Render every line of the items below as a Markdown table with two columns, Row and Text, numbering each row and leaving out blank lines.
--- --- ---
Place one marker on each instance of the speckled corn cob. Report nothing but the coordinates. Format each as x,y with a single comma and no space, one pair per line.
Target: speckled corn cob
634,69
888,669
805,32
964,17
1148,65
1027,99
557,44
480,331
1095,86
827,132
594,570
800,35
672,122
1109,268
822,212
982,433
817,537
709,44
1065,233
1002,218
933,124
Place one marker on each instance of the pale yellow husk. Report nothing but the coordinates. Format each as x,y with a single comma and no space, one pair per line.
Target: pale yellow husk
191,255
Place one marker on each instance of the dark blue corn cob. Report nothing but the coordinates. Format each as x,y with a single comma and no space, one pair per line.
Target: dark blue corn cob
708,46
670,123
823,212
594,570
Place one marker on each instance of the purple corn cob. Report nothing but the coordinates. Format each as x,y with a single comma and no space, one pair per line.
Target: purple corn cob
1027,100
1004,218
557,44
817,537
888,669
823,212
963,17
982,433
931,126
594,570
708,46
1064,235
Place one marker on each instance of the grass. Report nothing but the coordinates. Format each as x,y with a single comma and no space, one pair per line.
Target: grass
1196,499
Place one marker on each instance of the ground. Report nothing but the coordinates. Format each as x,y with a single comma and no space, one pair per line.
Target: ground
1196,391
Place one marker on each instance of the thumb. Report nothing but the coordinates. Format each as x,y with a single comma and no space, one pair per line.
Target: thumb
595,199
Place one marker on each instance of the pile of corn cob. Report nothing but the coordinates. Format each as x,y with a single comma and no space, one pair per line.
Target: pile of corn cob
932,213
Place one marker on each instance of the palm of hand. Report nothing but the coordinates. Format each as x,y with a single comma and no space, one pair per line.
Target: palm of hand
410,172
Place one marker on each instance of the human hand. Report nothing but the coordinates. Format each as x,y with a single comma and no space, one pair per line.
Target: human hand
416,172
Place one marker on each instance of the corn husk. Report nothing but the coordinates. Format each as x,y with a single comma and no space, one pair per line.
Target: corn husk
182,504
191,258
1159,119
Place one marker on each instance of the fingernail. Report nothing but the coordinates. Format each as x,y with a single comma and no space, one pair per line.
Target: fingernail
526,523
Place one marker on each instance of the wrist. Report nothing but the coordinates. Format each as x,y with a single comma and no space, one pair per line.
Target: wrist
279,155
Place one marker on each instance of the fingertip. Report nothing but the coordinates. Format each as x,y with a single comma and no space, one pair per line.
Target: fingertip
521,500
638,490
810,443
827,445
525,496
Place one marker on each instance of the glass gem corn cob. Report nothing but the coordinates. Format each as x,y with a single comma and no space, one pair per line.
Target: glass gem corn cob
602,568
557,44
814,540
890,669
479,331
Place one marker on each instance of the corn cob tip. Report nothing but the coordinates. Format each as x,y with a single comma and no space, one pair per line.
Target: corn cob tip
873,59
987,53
--- --- ---
*Response to the exercise*:
| Row | Text |
|---|---|
| 1 | Place one marker on each instance of the speckled corn cob. Report nothing but the coordinates. Format each as x,y with a single comma and no space, one pair per line. |
| 2 | Target: speckled corn cob |
| 3 | 634,69 |
| 4 | 888,669 |
| 5 | 805,32 |
| 6 | 964,17 |
| 7 | 1148,65 |
| 8 | 1027,99 |
| 9 | 557,44 |
| 10 | 480,331 |
| 11 | 1095,86 |
| 12 | 827,132 |
| 13 | 594,570 |
| 14 | 800,35 |
| 15 | 672,122 |
| 16 | 1109,268 |
| 17 | 822,212 |
| 18 | 982,433 |
| 19 | 817,537 |
| 20 | 709,44 |
| 21 | 1065,233 |
| 22 | 1002,218 |
| 23 | 933,124 |
| 24 | Place one marker on each instance of the pale yellow husk. Report nothing but the coordinates. Format each as x,y with a single comma and no space, one pair per line. |
| 25 | Target: pale yellow husk |
| 26 | 191,255 |
| 27 | Place one marker on each instance of the dark blue corn cob. Report nothing but the coordinates. Format each as x,y with a single comma and no space, one pair per line. |
| 28 | Target: dark blue corn cob |
| 29 | 708,46 |
| 30 | 670,123 |
| 31 | 823,212 |
| 32 | 594,570 |
| 33 | Place one marker on each instance of the purple corn cob. Report nothing but the coordinates. Format each as x,y with a single comma and no space, one pair per line. |
| 34 | Target: purple corn cob |
| 35 | 1027,100 |
| 36 | 1004,218 |
| 37 | 557,44 |
| 38 | 817,537 |
| 39 | 888,669 |
| 40 | 823,212 |
| 41 | 963,17 |
| 42 | 982,433 |
| 43 | 931,126 |
| 44 | 594,570 |
| 45 | 708,46 |
| 46 | 1064,235 |
| 47 | Place one marker on each instance of the grass. Report nothing but the coordinates. Format each as x,y with a single comma and no space, one pair per line. |
| 48 | Target: grass |
| 49 | 1196,499 |
| 50 | Place one marker on each instance of the ground. Report nothing but the coordinates. Format each as x,y with a single comma and no space, one pair per line. |
| 51 | Target: ground |
| 52 | 1196,391 |
| 53 | Place one marker on each instance of the thumb. Report nothing but the coordinates. Format each as x,y with a single comma and no space, one pair per line. |
| 54 | Target: thumb |
| 55 | 595,199 |
| 56 | Place one marker on each instance of the pile of corn cob. Report nothing but the coordinates. Format each as x,y with a single comma and no space, one pair per line. |
| 57 | Target: pile of corn cob |
| 58 | 932,213 |
| 59 | Place one marker on each instance of the palm of hand. Report nothing but the coordinates. Format each as x,y with a single comma and no space, one pair per line. |
| 60 | Target: palm of hand |
| 61 | 410,172 |
| 62 | Place one marker on each instance of the human hand. Report nothing but the coordinates. Format each as x,y with a single comma and no space, one pair per line. |
| 63 | Target: human hand |
| 64 | 416,172 |
| 65 | Place one marker on each instance of the corn husk. Report nothing but the coordinates. Format each as x,y with a single comma and no space, one pair per line. |
| 66 | Target: corn husk |
| 67 | 182,504 |
| 68 | 191,258 |
| 69 | 1159,119 |
| 70 | Place one marker on each instance of the fingernail. Report nothing but the coordinates. Format each as x,y with a single comma and no space, one pair per line. |
| 71 | Target: fingernail |
| 72 | 526,523 |
| 73 | Place one marker on each instance of the wrist. Report nothing but the coordinates. Format each as x,y with a single comma and no space, one pair per line. |
| 74 | Target: wrist |
| 75 | 279,155 |
| 76 | Place one marker on each instance of the fingertip. Report nothing but the coordinates. Format each as x,y with a single comma and no space, one pair per line. |
| 77 | Target: fingertip |
| 78 | 521,500 |
| 79 | 638,490 |
| 80 | 810,443 |
| 81 | 827,445 |
| 82 | 525,496 |
| 83 | Place one marker on each instance of the glass gem corn cob. Report nothing but the coordinates. Format each as x,y with a single comma and no space, one pair per line. |
| 84 | Target: glass gem corn cob |
| 85 | 602,568 |
| 86 | 557,44 |
| 87 | 814,540 |
| 88 | 890,669 |
| 89 | 479,331 |
| 90 | Place one marker on each instance of the corn cob tip. Report nothing but the coordinates. Format each as x,y with a single comma and no space, one pair per line. |
| 91 | Target: corn cob tip |
| 92 | 873,59 |
| 93 | 987,53 |